Trail Blazers
Mar 9, 2017; Portland, OR, USA; Portland Trail Blazers center Jusuf Nurkic (27) reacts against the Philadelphia 76ers during the overtime at the Moda Center. Mandatory Credit: Craig Mitchelldyer-USA TODAY Sports

By Adam Spinella

New Team, New Nurkic – Depending on what side of the ball you watch, you may think differently of the Portland Trail Blazers’ recent trade for Jusuf Nurkic. Nurkic slides in as a brutish post that scores and surprisingly is a skilled passer, playing with a hell of a high level of confidence at all times. He’s also a poor defender on a team devoid of interior defense. Both have been on full display in his seven games with Portland. He’s averaged 14.9 points, 8.1 rebounds and 4.0 assists, while the Blazers have won three in a row and four of their last seven.

Case in point for the mix results with Nurkic: Portland’s game this past Tuesday against the Thunder. The Bosnian Bruiser put up a line of 17 points, eight rebounds and four assists while the Blazers were outscored by 21 points when he’s on the court in a game they won by five. That includes two big buckets in the final minute that helped the Blazers break away and close out the road win. Ask any coach and they’ll tell you the same thing: all 48 minutes matter, so while the late-game heroics are nice, he did a lot early that hindered the group as well.

To be fair, it was the first game of his in a Blazers uniform where his plus-minus was subzero. Nurkic on the whole has been excellent for the Blazers, scoring in the interior and passing the ball efficiently from the high and low posts. He plays well next to Lillard and McCollum, and has shown a knack for getting to the free throw line. As opposed to Mason Plumlee as the team’s center, Nurkic can’t get pushed around by physical posts in one-on-one play. Playing four athletes around Nurkic has helped their defense apply pressure on the perimeter, knowing they don’t have to dig down on the post in isolation situations. He’s anchored a defense that, statistically speaking, rates among the tops in the league with Nurkic on the floor.

It’s the pick-and-roll defense that has and continues to hurt both the team and the player, and it creeped into the fold on Tuesday night against the Thunder. Nurkic has never been known for his foot speed, but the effort he gives to try and corral a ball handler off the pick-and-roll has been his biggest drawback. Even in a scheme where soft or no hedges take place against ball screens, the least a big man can do in that situation is to get a hand up and contest the jump shot once the guard rises up. Nurkic doesn’t even go that far. It’s part of the reason why Russell Westbrook, a pick-and-roll oriented guard, was able to put up 56 on the Blazers.

==================================================

• _Request_
Copy the Nurkic article word for word, everything from "By Adam Spinella" down to "their last seven.". The rows below are separate material and have nothing to do with the article on Jusuf Nurkic.

==================================================

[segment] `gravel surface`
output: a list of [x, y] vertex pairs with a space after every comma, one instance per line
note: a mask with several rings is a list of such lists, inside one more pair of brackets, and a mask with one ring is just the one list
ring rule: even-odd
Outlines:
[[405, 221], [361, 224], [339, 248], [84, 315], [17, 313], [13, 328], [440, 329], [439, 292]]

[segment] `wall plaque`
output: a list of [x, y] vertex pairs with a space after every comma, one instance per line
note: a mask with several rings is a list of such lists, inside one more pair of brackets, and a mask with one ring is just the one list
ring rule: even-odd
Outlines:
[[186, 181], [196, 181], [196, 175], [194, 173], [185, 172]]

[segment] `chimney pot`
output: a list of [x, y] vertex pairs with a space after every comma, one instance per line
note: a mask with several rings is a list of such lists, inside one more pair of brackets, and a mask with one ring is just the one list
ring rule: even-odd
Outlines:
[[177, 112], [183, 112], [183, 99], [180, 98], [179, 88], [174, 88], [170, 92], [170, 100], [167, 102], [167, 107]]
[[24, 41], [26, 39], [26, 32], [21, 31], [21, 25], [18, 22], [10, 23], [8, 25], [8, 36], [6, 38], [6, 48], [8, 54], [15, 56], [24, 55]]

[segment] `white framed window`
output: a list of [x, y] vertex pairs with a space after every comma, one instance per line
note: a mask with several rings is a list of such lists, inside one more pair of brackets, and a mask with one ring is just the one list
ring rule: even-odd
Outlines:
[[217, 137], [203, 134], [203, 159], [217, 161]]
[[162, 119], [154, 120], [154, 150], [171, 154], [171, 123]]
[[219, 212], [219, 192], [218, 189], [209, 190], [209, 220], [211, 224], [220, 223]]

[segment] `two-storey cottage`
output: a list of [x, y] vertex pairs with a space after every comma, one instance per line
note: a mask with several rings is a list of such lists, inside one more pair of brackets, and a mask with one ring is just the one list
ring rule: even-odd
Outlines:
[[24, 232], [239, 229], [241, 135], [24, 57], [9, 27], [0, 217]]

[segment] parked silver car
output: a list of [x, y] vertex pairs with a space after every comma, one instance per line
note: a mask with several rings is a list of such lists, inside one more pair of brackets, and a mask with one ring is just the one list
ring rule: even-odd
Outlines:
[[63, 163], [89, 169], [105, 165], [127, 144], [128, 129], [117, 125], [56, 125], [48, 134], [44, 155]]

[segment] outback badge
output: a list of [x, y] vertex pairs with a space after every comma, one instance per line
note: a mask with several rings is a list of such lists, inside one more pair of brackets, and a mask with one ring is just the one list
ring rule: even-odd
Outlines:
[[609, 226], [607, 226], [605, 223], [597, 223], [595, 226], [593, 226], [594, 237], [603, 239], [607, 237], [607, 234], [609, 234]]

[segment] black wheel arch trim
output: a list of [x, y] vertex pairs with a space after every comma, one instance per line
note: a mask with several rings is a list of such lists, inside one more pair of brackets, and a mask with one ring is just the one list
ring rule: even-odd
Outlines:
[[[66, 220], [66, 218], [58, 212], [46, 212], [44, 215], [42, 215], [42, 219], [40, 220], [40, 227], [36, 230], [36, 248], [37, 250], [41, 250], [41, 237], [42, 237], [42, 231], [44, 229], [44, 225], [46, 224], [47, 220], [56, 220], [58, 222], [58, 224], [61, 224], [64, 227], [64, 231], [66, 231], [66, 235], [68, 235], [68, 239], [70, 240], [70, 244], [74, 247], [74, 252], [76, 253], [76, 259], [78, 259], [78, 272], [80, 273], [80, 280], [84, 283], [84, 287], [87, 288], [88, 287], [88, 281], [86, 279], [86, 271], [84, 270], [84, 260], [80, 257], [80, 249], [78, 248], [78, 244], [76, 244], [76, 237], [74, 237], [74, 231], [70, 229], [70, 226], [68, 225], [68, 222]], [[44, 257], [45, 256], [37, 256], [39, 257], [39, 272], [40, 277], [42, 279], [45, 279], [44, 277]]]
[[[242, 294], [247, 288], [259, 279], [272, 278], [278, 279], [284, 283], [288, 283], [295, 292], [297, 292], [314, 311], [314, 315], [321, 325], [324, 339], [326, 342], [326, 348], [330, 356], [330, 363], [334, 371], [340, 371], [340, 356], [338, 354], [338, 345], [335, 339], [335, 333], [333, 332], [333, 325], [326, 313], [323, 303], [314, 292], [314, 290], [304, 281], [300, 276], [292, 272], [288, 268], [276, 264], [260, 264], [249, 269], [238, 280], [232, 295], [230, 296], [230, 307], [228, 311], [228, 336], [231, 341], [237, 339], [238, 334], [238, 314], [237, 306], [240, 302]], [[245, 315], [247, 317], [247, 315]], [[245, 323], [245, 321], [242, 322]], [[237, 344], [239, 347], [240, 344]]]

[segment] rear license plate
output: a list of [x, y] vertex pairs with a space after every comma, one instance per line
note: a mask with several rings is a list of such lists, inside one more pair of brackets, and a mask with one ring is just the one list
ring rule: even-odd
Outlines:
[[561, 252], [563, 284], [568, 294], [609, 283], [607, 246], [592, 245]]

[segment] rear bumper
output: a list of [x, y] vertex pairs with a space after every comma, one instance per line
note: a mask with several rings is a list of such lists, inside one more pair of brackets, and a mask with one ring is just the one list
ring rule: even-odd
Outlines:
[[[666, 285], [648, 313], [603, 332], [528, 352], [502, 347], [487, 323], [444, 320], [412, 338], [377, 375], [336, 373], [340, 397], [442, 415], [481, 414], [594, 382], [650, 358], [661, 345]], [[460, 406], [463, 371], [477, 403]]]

==================================================

• _The response_
By Adam Spinella

New Team, New Nurkic – Depending on what side of the ball you watch, you may think differently of the Portland Trail Blazers’ recent trade for Jusuf Nurkic. Nurkic slides in as a brutish post that scores and surprisingly is a skilled passer, playing with a hell of a high level of confidence at all times. He’s also a poor defender on a team devoid of interior defense. Both have been on full display in his seven games with Portland. He’s averaged 14.9 points, 8.1 rebounds and 4.0 assists, while the Blazers have won three in a row and four of their last seven.